_TASK TO CARRY OUT_
Set out every line of the rows below as a Markdown table with two columns, No. and Line. Number the lines in order and leave out any blank lines.

□ □ □ □

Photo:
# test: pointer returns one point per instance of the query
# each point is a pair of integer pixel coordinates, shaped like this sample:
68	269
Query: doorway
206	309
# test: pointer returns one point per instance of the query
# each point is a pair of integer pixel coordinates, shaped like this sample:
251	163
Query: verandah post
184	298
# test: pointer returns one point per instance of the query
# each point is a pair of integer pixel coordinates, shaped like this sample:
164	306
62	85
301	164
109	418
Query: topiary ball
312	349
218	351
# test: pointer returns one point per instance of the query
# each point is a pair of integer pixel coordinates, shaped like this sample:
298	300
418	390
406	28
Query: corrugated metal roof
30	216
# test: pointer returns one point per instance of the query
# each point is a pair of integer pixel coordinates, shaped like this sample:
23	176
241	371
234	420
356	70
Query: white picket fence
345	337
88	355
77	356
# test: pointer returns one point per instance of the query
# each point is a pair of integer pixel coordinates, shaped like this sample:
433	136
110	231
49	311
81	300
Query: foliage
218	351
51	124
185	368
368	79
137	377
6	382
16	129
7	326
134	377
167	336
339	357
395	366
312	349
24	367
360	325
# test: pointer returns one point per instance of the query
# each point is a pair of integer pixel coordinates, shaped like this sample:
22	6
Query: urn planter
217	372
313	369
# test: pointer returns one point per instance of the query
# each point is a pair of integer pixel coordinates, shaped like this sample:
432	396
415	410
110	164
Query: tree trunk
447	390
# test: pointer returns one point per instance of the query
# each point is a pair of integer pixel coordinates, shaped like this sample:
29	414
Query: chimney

□ □ □ □

_SOLUTION TO THE PROBLEM_
| No. | Line |
|---|---|
| 1 | Photo: |
| 2 | # test: pointer returns one point per instance of the query |
| 3 | # each point is a pair of integer pixel coordinates, shaped like this sample: |
| 4 | 68	269 |
| 5 | Query: doorway |
| 6 | 206	309 |
| 7 | # test: pointer returns one point per instance of the query |
| 8 | # each point is a pair of integer pixel coordinates, shaped like this sample: |
| 9 | 251	163 |
| 10 | Query: verandah post |
| 11 | 184	298 |
| 12 | # test: pointer returns one point per instance of the query |
| 13 | # each point is a pair of integer pixel coordinates, shaped like this sample: |
| 14 | 164	306 |
| 15 | 62	85 |
| 16 | 301	164 |
| 17 | 109	418 |
| 18 | Query: topiary ball |
| 19 | 312	349 |
| 20 | 218	351 |
| 21 | # test: pointer returns one point per instance of the query |
| 22 | # each point is a pair of integer pixel coordinates, shaped like this sample: |
| 23 | 298	300 |
| 24 | 418	390 |
| 25 | 406	28 |
| 26 | Query: corrugated metal roof |
| 27 | 30	216 |
| 28 | # test: pointer returns one point per instance of the query |
| 29 | # each point is a pair of integer pixel coordinates, shaped like this sample: |
| 30 | 23	176 |
| 31 | 241	371 |
| 32 | 234	420 |
| 33 | 356	70 |
| 34 | Query: white picket fence |
| 35 | 345	337 |
| 36 | 88	355 |
| 37 | 77	356 |
| 38 | # test: pointer returns one point per instance of the query |
| 39 | # each point is a pair of integer pixel coordinates, shaped like this sample: |
| 40 | 433	136 |
| 41 | 110	231 |
| 42 | 49	311 |
| 43 | 81	300 |
| 44 | Query: foliage |
| 45 | 218	351 |
| 46 | 51	124 |
| 47 | 185	368 |
| 48 | 368	79 |
| 49 | 137	377 |
| 50 | 6	382 |
| 51 | 16	129 |
| 52 | 7	326 |
| 53 | 134	377 |
| 54 | 167	336 |
| 55 | 339	357 |
| 56 | 395	366 |
| 57 | 312	349 |
| 58 | 24	367 |
| 59 | 360	325 |
| 60 | # test: pointer returns one point per instance of the query |
| 61 | # each point is a pair of integer pixel coordinates, shaped like this sample: |
| 62 | 22	6 |
| 63 | Query: urn planter |
| 64 | 217	372 |
| 65 | 313	369 |
| 66 | # test: pointer returns one point per instance of the query |
| 67 | # each point is a pair of integer pixel coordinates, shaped like this sample: |
| 68 | 432	396 |
| 69 | 415	410 |
| 70 | 110	164 |
| 71 | Query: tree trunk |
| 72 | 447	390 |
| 73 | # test: pointer returns one point per instance of the query |
| 74 | # each point is a pair of integer pixel coordinates, shaped like this sample: |
| 75 | 29	414 |
| 76 | Query: chimney |